• CONSEGNA
Ricopia riga per riga tutte le voci che seguono, senza cambiare nulla e lasciando fuori le immagini.

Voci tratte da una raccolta

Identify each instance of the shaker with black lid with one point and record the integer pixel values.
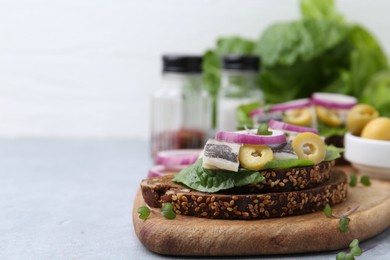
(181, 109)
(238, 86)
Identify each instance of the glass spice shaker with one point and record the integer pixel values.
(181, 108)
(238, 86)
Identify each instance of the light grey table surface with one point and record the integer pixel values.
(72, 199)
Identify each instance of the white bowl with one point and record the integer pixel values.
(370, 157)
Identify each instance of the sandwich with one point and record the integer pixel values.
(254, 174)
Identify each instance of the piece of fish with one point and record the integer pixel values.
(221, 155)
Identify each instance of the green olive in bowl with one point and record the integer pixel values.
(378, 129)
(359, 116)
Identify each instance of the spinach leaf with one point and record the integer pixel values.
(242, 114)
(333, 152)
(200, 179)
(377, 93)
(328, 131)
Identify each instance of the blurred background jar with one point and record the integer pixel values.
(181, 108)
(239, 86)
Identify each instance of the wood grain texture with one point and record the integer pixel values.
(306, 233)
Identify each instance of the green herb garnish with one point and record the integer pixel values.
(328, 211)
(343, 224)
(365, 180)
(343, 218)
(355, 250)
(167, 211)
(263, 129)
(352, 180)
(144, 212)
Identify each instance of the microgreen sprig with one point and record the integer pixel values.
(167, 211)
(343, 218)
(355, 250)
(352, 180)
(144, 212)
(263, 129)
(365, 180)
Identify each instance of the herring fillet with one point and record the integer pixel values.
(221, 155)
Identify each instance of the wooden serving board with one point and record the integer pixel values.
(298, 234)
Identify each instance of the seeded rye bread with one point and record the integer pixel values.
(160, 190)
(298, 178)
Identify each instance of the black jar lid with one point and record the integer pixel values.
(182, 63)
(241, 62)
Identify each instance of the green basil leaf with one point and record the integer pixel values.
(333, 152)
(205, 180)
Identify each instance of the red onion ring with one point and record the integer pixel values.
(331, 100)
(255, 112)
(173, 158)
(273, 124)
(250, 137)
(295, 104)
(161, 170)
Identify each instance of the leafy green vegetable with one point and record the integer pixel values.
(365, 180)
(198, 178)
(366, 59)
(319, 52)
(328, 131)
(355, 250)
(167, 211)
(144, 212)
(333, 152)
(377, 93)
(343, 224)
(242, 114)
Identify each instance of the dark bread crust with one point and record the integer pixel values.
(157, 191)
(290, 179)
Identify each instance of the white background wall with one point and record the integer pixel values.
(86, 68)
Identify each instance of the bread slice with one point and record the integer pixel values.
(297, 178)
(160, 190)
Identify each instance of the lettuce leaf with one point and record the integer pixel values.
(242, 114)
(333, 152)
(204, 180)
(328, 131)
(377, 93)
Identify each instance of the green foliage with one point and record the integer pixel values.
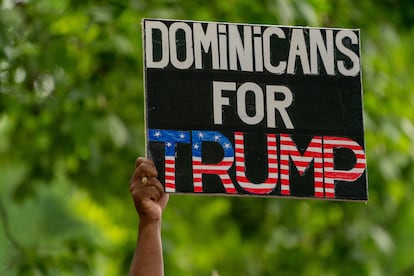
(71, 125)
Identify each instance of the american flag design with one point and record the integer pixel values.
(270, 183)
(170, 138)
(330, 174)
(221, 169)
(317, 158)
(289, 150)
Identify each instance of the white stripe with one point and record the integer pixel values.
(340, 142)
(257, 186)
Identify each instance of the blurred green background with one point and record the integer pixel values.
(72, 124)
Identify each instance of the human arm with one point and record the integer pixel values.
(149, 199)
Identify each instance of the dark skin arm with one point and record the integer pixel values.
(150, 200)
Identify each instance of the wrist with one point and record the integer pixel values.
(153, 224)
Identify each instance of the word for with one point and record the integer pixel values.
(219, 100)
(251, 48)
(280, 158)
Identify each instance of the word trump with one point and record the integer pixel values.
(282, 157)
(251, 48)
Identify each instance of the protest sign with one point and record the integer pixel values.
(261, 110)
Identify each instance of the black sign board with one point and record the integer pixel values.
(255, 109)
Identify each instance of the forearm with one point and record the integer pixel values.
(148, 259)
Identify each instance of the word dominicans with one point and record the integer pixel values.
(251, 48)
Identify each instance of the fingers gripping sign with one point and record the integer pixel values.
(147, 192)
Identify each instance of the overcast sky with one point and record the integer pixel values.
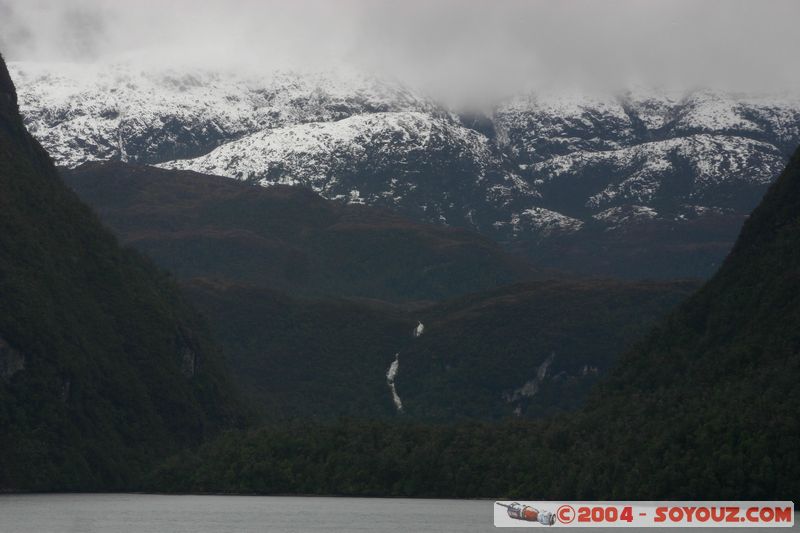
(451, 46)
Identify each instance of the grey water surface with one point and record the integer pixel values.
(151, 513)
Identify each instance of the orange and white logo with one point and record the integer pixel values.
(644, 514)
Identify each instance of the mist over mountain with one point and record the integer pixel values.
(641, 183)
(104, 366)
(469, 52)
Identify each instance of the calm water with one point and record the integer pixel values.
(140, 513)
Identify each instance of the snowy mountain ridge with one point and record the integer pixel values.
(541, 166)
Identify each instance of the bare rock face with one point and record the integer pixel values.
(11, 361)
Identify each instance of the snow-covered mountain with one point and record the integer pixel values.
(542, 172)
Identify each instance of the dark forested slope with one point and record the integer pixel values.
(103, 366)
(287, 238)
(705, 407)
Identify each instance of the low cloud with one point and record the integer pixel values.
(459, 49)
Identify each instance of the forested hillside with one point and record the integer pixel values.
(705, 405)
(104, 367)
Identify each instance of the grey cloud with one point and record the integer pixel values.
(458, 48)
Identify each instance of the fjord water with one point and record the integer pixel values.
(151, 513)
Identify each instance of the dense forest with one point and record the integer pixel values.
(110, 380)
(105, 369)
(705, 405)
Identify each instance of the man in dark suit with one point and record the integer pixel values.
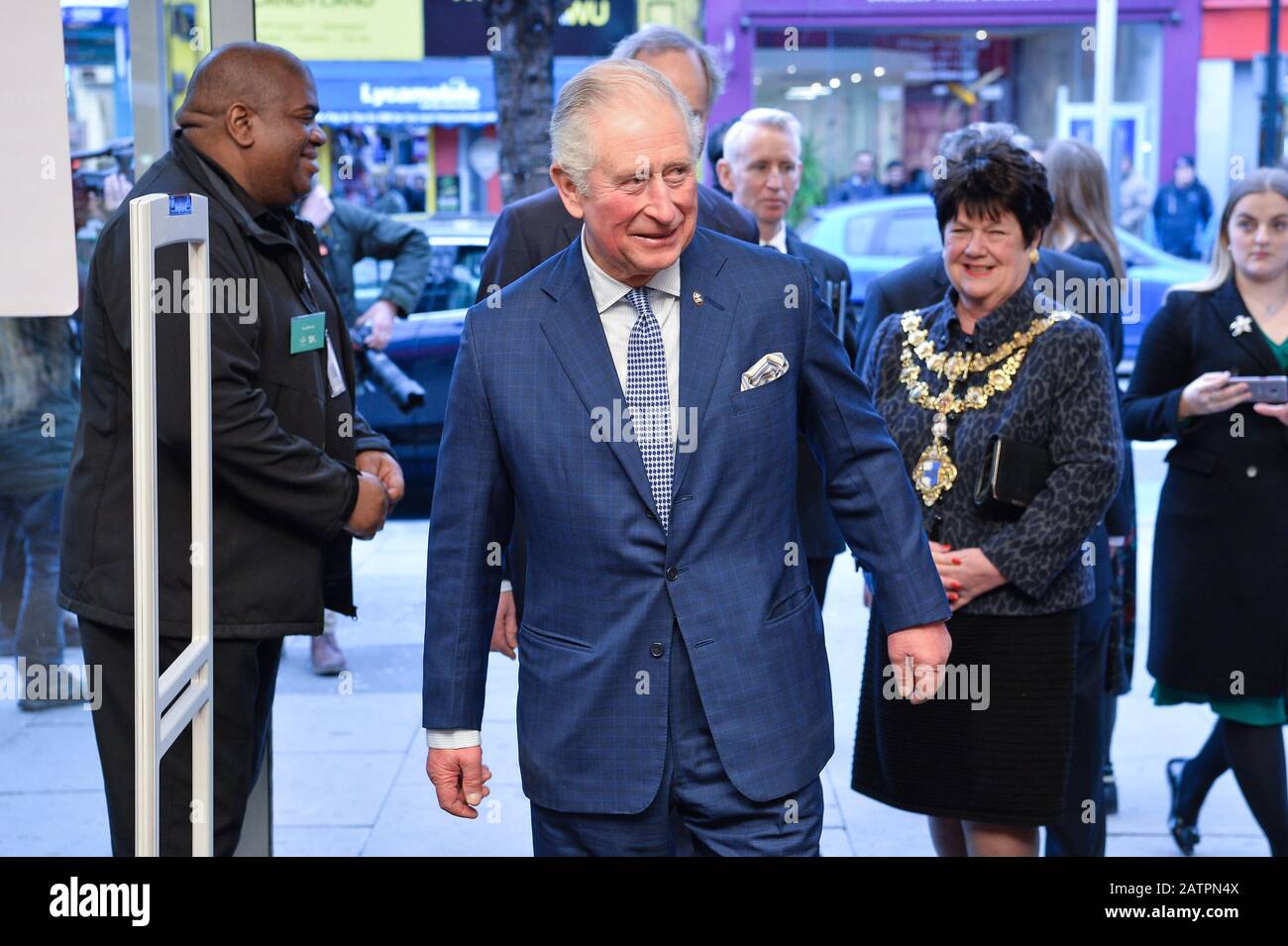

• RISPOSTA
Identify each instance of the shaker with black lid with one point and record the integer pixel values.
(181, 109)
(238, 86)
Identify each instance of the glass spice shaker with one point and record the integer pixel values.
(181, 108)
(238, 86)
Identify each instance of the light grey table surface with one point and record the integer pixel values.
(72, 199)
Identify each instance of the white bowl with one point and record the integer pixel values.
(370, 157)
Identify each instance of the sandwich with one point and record the integer pixel values.
(254, 174)
Identify each instance of the piece of fish with one point and record the integer pixel values.
(221, 155)
Identify each instance of the green olive in bowl with one point and record the integer pixel values.
(378, 129)
(359, 116)
Identify each instance of the spinach leaf with one point and record the integer pixel values.
(242, 114)
(333, 152)
(200, 179)
(377, 93)
(328, 131)
Identify each instance of the blurred background jar with one point and record the integer pixel values.
(181, 108)
(239, 86)
Identify each instance of the wood grain texture with one point and record the integer pixel values.
(306, 233)
Identify each instance of the green herb garnish with one point and record the integer pixel values.
(328, 211)
(343, 224)
(365, 180)
(343, 218)
(355, 250)
(167, 211)
(263, 129)
(352, 180)
(144, 212)
Identify each instance of the microgreen sprig with one point and record the integer pixel values.
(167, 211)
(343, 218)
(355, 250)
(352, 180)
(144, 212)
(263, 129)
(365, 180)
Identify each instance of the herring fillet with one point and record the integer pixel values.
(221, 155)
Identify each instance of the wooden serving board with one point and record the integer pixel values.
(298, 234)
Identify each instance of the seeded rye bread with one point and record the integer pixel values.
(160, 190)
(298, 178)
Identify each instance of the black jar lid with one point and record the integer pixel values.
(182, 63)
(241, 62)
Identify each instance of the green basil leaf with one point and record the integer pixel values.
(333, 152)
(205, 180)
Identify each instance of the red onion ring with one point and record the integer pixel values.
(331, 100)
(255, 112)
(173, 158)
(273, 124)
(250, 137)
(295, 104)
(161, 170)
Identify each instance of the leafy green vegetable with one point and record the integer pixel values.
(365, 180)
(198, 178)
(366, 59)
(319, 52)
(328, 131)
(355, 250)
(167, 211)
(144, 212)
(333, 152)
(377, 93)
(343, 224)
(242, 114)
Identify each instance of the dark bread crust with one point and record the integer pixel values.
(157, 191)
(290, 179)
Identify each instance of the white background wall with one point and record the integer pixel values.
(86, 68)
Identify each instance of the bread slice with one point and record the integer pixel values.
(297, 178)
(160, 190)
Identify each instance of the lettuce leaf with one point and record the integer pixel values.
(242, 114)
(333, 152)
(204, 180)
(328, 131)
(377, 93)
Identify each instance of the green foliage with one point and record the integer pixel values.
(71, 125)
Identify each instance of the american flag design with one point and record the integer pixel values.
(270, 183)
(170, 138)
(330, 174)
(221, 169)
(317, 158)
(289, 150)
Identify each instance of the white stripe with one point and record the integer pixel values.
(340, 142)
(257, 186)
Identify each instance of the blurred green background with one point and record the integer pixel values.
(72, 124)
Identify each instance of the human arm with one point and record the integer pixel values.
(149, 199)
Identify each instance of the dark skin arm with one point and record the integer pixel values.
(150, 200)
Identify each instance of the wrist with one point and record the integer pixel values.
(153, 224)
Identify each instance of the word for with one point and record the integer pixel values.
(219, 100)
(251, 48)
(280, 158)
Identify each instance of the word trump with one point and record the integer pixel values.
(282, 157)
(251, 48)
Identify each instance of the protest sign with one point and record the integer pixel values.
(261, 110)
Identify each instance of the black sign board with one point and record the integer pixel values.
(255, 109)
Identify each instance of the forearm with one point and record the integer pixel values.
(148, 259)
Identify each instance of the word dominicans with one point and record the integer pixel values.
(251, 48)
Identify each instance of the fingers gripping sign with one point and record the integer pixel values.
(147, 192)
Identify each instance of the overcast sky with one point and record the integer pixel values.
(451, 46)
Identify each instance of the grey water surface with one point and record the integer pixel values.
(151, 513)
Identify each instance of the orange and white logo with one point and record the integer pixel values.
(644, 514)
Identify each instance of the mist over mountain with one point and record the integer pixel values.
(641, 183)
(104, 366)
(469, 52)
Identify each instance of the calm water with one point and record the integer pixel values.
(140, 513)
Identify each instance of the snowy mountain ridge with one point and record the integer pixel values.
(541, 166)
Identify each instance of the bare rock face with one point and record the integer pixel values.
(11, 361)
Identify each instance of the snow-covered mountain with one point and record the integer pixel values.
(542, 172)
Identify each instance of the dark forested slope with one point and record the integer pixel values.
(103, 366)
(287, 238)
(705, 407)
Identify each instance of the low cloud with one point and record the integer pixel values.
(459, 49)
Identify each instance of the forested hillside with one point and record the integer pixel values.
(705, 405)
(104, 367)
Identify each instance of the grey cloud with one point and record the integer pixel values.
(458, 48)
Identify each instance of the fjord water with one point and record the integer pixel values.
(151, 513)
Identify each instance of the dense forest with one point and record the integer pixel values.
(110, 380)
(105, 369)
(705, 405)
Identify each instance of the man in dark suit with one point and record the integer pixel values.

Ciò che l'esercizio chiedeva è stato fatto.